Exercise instructions
List every line in the entries below that contains the word "trace".
Begin Excerpted data
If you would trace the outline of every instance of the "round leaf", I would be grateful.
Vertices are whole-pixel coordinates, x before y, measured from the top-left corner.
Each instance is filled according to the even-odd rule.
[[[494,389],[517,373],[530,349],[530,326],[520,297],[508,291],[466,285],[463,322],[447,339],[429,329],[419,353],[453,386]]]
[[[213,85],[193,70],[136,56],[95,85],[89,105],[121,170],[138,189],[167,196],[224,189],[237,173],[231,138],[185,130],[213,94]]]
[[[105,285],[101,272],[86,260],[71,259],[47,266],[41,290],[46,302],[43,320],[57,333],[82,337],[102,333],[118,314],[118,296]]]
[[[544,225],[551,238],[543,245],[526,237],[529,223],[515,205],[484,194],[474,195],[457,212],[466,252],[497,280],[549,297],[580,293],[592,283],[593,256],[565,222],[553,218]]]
End Excerpted data
Begin Excerpted data
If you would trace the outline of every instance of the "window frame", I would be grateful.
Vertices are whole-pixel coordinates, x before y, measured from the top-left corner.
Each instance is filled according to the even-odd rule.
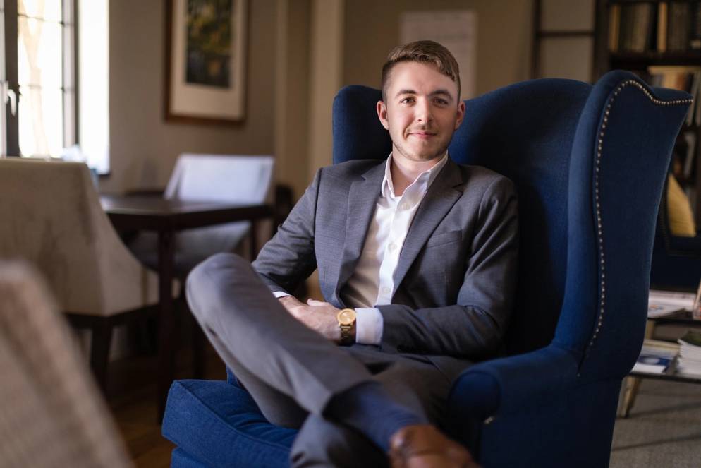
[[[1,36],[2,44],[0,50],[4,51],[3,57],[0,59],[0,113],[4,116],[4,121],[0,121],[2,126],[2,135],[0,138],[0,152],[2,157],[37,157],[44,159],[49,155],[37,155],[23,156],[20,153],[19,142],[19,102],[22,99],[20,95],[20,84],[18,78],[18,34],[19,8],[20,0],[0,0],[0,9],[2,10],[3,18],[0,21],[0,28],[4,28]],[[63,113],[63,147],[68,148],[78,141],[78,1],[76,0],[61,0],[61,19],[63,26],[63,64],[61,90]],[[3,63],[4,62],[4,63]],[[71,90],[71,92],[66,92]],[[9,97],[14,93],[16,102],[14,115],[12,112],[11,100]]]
End Excerpted data
Begin Excerpted data
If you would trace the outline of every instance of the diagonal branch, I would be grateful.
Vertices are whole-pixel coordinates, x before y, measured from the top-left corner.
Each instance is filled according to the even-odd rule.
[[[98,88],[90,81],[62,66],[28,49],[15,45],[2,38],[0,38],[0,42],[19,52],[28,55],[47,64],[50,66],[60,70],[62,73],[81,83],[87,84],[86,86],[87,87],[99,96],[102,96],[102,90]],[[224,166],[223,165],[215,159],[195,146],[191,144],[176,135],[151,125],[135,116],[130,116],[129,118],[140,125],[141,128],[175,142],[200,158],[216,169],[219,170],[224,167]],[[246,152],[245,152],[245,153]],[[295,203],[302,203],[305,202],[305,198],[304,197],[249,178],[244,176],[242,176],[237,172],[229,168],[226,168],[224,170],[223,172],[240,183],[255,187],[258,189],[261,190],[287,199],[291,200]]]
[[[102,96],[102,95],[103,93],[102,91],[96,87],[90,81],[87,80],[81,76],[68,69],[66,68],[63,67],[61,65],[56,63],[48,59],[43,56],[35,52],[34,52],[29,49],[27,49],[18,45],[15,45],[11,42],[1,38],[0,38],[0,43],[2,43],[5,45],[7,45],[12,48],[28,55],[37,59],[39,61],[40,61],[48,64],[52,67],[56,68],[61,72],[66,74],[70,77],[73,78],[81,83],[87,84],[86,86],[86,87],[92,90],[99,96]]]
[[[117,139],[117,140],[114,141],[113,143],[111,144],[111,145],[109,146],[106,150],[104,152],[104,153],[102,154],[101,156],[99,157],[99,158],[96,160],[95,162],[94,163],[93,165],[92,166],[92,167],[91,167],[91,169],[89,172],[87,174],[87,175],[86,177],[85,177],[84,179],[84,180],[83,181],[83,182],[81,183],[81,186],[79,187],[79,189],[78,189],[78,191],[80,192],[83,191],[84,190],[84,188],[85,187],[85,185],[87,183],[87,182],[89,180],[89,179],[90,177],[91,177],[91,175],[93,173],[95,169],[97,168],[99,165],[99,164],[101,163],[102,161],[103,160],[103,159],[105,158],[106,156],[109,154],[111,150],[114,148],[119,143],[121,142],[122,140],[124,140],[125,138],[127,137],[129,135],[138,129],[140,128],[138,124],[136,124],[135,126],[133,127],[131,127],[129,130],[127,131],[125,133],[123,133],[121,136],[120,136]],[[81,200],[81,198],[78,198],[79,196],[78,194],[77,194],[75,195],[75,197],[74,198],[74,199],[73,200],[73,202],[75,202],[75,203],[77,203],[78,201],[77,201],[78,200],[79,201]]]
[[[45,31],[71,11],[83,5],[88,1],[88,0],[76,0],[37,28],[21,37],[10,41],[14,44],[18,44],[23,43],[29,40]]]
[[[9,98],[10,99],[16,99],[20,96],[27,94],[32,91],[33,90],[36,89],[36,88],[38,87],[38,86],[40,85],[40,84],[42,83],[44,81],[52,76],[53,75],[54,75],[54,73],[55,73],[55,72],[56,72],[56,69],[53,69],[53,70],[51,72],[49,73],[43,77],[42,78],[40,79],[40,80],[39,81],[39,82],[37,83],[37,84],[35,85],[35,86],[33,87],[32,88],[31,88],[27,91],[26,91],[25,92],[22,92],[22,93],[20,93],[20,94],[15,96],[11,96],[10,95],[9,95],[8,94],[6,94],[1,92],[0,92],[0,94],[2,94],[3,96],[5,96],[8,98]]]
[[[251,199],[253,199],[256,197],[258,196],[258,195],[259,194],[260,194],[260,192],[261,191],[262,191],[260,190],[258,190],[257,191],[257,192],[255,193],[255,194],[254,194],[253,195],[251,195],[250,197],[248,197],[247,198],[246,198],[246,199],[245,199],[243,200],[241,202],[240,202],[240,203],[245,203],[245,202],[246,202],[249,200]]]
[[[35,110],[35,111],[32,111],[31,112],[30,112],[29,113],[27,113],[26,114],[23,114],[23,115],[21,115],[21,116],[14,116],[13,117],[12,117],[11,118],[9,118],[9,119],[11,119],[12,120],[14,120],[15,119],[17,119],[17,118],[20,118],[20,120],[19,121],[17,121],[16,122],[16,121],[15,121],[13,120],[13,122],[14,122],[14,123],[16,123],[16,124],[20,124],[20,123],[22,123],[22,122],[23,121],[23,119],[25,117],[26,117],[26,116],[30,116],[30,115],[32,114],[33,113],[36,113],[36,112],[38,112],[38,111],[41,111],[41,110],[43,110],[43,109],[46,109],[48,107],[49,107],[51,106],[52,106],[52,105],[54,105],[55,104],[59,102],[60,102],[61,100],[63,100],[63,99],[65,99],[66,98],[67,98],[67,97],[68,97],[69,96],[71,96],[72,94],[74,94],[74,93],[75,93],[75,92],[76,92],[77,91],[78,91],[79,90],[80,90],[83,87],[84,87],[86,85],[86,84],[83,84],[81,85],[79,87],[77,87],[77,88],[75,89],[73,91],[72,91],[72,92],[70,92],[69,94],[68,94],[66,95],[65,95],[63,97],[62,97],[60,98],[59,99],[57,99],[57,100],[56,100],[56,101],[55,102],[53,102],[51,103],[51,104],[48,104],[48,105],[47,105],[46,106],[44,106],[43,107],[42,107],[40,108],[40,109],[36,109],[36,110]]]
End Excerpted data
The response
If you would trace the outline of every instance of the "round leaf", I would be grateful.
If you would trace the outline of every instance of the "window frame", I would be grateful.
If you would trace the outline of every instance of the diagonal branch, I would be grateful.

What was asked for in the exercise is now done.